Required action: A word-for-word copy of the records is needed, with every picture left out.

Data supplied:
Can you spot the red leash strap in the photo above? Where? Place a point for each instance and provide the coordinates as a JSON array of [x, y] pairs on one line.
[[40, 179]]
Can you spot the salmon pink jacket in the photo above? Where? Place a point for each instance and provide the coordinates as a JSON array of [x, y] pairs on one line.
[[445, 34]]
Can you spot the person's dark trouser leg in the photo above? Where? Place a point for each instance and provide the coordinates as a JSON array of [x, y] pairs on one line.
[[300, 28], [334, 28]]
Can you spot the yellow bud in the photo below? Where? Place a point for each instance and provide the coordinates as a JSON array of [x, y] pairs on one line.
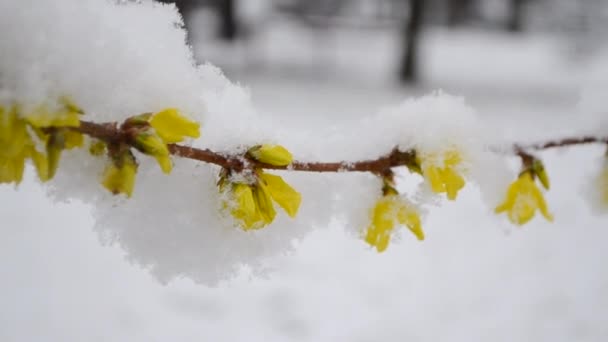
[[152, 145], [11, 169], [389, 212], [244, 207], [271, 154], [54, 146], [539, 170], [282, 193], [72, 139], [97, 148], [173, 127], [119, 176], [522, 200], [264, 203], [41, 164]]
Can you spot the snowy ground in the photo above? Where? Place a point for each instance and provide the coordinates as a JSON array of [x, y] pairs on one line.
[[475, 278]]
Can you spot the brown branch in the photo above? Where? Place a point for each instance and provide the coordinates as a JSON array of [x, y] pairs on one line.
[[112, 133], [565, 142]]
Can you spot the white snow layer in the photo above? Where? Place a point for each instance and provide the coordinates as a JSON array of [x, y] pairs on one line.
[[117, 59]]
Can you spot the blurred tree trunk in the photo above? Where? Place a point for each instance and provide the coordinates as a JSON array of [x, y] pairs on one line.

Your solution:
Can you spot the red leash strap in the photo above? Where? Place a point for each instance and provide the coordinates as a JSON array of [x, y] pairs on one line.
[[40, 179]]
Can you spot the salmon pink jacket in the photo above? Where? Place a point for each instance and provide the coordinates as a JSON array of [x, y] pairs on one line.
[[445, 34]]
Can you spot the person's dark trouser leg in the photo above? Where? Place a point for each instance and provide the coordinates as a JSON array of [x, y] pairs on one line.
[[300, 28], [334, 28]]
Can you spot the yellow bud in the photo below? Where? Place a point for each instance and provide the coordinates as a JSON array of [x, y] pairs on one line.
[[152, 145], [11, 169], [389, 212], [244, 207], [271, 154], [54, 146], [539, 170], [282, 193], [72, 139], [97, 148], [173, 127], [119, 176], [522, 200], [264, 203], [41, 164]]
Can you spot the snowy ground in the photo above? Where? Place a point for each instance and provide the coordinates as a JSON array of [x, y] pairs on one line.
[[475, 278]]
Can you spot the brown branch in the photo above? Where? Place a point for each instance and provide the coordinates as a JSON array of [x, y] pairs on one line.
[[112, 133], [565, 142]]
Can you spot the white snow layer in the photo above? Where? Place a point for each instance and provide the coordinates as a JSON array of [x, y] pairs on one line.
[[117, 59]]
Can you spot the blurred tree trunk in the photo above? Where? Place a point for each instance and provide the coordinates as a JSON array of [x, y] pairs on one line.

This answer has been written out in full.